■ **CONSEGNA SCRITTA 1**:
Riproduci il passo dell'estratto compreso tra "Appena terminato L’Uomo" e "apparsa più azzeccata.", estremi inclusi.
■ **CONSEGNA SCRITTA 2**:
Secondo l'estratto, chi spiega nell'introduzione all'edizione Mondadori che l'autore si era documentato molto per scrivere il romanzo?

■ **ESTRATTO DEL DOCUMENTO**:
L’uomo nell’Alto Castello

Appena terminato L’Uomo nell’Alto Castello, il cui titolo un tempo veniva tradotto come La Svastica sul Sole. Sconvolgente. Perché sconvolta, quasi trafelata, sono arrivata al finale di questo impressionante romanzo ucronico.

E casualmente l’ho finito proprio oggi, nel Giorno della Memoria: nessun’altra data sarebbe apparsa più azzeccata.
Ma prima di tutto, per chi non è avvezzo a questo tipo di letteratura, facciamo un passo indietro e spieghiamo che cosa si intende per “ucronico”.
 A differenza dell’utopia (realtà alternativa, considerata quasi impossibile per la sua meravigliosa perfezione) e della distopia (possibile realtà, contrapposta all’utopia e assolutamente non auspicabile), l’ucronia prende spunto da fatti storici reali per poi chiedersi: “ma cosa sarebbe successo se invece…”. E in questo strabiliante capolavoro, Dick prova ad immaginare cosa sarebbe (forse) accaduto se la Seconda Guerra Mondiale fosse stata vinta dall’Asse. È davvero impressionante la cura e la meticolosità con cui l’autore è riuscito a descrivere questo scenario alternativo. Ma d’altra parte, come ci spiega Emmanuel Carrère nell’introduzione all’edizione Mondadori, e come l’autore stesso ammette nei ringraziamenti iniziali, Philip K.Dick si era documentato molto per la stesura di questo romanzo; non solo: risulta abbastanza evidente anche il fatto che si fosse consultato con l’I Ching.
Ecco quindi che, grazie anche all’oracolo, protagonista indiscusso dell’intera vicenda, prendono vita esperti artigiani ebrei che si spacciano per americani; alti funzionari giapponesi che non condividono le spietate ideologie anti-semite ed i genocidi in genere; ufficiali nazisti che leggono libri proibiti; piccoli e gretti proprietari di negozi di antiquariato che non tollerano la supremazia di altre “razze” a discapito dei cosiddetti bianchi; ebrei che si fingono ariani per avere dalla propria parte le più alte gerarchie naziste; bellissime, affascinanti, estremamente intelligenti e determinate donne brune che incontrano uomini italiani un po’ troppo su di giri, e non in senso positivo.

■ **VOCI**:
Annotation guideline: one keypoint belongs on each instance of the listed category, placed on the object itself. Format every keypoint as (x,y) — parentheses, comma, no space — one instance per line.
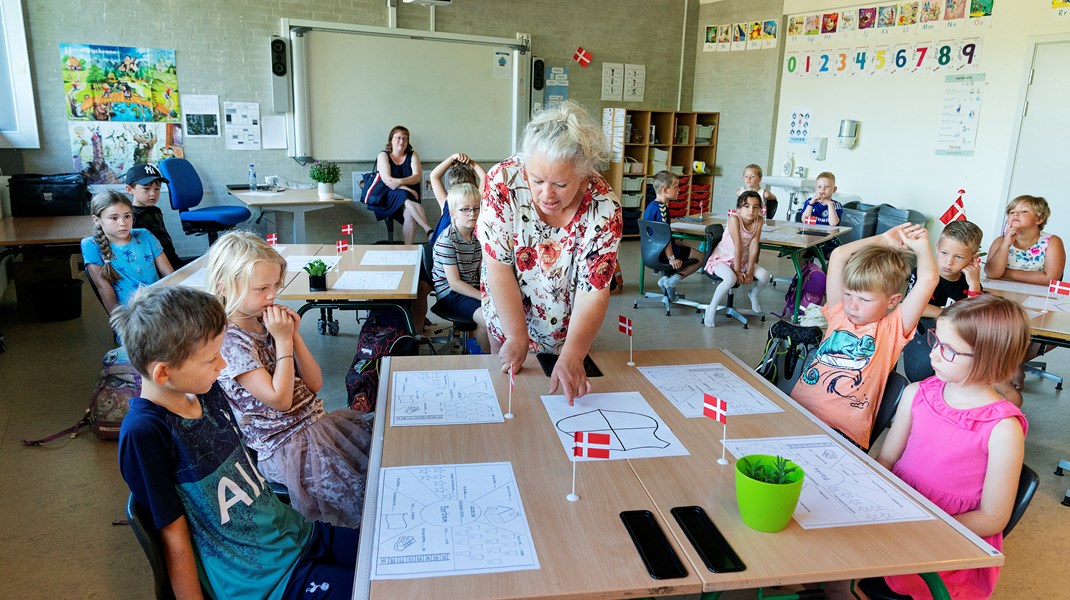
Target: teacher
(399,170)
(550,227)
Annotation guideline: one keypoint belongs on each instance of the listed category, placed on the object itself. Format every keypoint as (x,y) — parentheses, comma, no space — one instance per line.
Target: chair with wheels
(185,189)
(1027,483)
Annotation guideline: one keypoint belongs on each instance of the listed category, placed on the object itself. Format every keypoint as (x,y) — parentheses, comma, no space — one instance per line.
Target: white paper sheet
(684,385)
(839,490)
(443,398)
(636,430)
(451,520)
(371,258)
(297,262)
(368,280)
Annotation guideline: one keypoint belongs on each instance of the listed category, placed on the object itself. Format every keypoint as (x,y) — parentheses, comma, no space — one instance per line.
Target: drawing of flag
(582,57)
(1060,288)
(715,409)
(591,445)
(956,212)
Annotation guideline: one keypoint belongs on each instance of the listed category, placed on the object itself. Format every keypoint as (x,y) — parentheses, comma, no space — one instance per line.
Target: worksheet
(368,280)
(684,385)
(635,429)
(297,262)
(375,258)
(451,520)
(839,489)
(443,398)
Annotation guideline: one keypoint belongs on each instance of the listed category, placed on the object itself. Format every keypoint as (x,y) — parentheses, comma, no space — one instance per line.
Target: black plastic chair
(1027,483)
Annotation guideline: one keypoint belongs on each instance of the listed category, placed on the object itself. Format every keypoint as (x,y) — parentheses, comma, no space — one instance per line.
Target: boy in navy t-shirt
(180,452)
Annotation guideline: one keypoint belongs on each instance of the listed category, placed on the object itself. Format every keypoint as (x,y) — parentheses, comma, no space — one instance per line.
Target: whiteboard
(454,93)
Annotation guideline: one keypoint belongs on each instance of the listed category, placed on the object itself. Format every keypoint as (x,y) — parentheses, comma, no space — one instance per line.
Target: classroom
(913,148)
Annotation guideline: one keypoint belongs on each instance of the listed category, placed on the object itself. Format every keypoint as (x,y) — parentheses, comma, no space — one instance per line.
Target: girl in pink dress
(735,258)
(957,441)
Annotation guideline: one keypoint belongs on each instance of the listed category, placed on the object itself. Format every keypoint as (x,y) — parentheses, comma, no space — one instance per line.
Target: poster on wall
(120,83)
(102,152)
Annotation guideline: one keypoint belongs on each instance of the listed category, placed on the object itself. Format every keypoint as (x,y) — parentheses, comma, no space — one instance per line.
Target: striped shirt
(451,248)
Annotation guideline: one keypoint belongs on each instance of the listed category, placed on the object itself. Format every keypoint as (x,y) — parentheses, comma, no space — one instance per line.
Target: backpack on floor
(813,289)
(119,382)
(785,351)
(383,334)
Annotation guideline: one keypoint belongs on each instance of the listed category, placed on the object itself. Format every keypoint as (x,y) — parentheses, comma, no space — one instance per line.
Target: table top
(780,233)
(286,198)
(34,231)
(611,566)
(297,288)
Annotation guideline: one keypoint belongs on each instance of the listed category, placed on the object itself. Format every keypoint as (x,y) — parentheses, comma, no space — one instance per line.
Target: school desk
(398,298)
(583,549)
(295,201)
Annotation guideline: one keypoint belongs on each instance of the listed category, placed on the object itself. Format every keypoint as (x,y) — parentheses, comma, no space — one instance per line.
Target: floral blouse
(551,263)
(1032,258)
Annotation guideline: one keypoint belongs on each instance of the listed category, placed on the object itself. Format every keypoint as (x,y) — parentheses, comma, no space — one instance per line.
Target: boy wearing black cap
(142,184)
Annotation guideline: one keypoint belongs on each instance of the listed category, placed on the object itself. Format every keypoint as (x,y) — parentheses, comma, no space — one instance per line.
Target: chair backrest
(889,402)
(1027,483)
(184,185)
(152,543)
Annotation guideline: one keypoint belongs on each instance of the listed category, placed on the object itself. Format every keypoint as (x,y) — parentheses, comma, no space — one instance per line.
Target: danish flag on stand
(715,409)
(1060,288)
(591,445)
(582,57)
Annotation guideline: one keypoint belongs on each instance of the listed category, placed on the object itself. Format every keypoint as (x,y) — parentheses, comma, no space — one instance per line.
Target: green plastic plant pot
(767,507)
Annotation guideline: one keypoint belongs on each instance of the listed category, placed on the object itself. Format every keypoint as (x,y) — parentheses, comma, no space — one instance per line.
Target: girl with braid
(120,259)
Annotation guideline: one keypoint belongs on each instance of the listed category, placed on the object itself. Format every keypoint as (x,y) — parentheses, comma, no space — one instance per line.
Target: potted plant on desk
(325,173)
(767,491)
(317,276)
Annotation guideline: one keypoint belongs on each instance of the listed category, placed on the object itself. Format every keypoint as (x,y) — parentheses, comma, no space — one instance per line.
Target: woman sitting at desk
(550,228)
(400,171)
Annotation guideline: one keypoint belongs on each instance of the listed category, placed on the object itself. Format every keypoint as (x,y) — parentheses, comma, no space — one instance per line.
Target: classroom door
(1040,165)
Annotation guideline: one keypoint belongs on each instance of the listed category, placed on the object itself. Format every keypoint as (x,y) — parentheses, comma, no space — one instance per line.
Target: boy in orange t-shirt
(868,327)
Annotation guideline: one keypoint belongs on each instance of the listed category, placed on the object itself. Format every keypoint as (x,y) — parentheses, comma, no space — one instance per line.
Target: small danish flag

■ **RISULTATO FINALE 1**:
Appena terminato L’Uomo nell’Alto Castello, il cui titolo un tempo veniva tradotto come La Svastica sul Sole. Sconvolgente. Perché sconvolta, quasi trafelata, sono arrivata al finale di questo impressionante romanzo ucronico.

E casualmente l’ho finito proprio oggi, nel Giorno della Memoria: nessun’altra data sarebbe apparsa più azzeccata.

■ **RISULTATO FINALE 2**:
Emmanuel Carrère.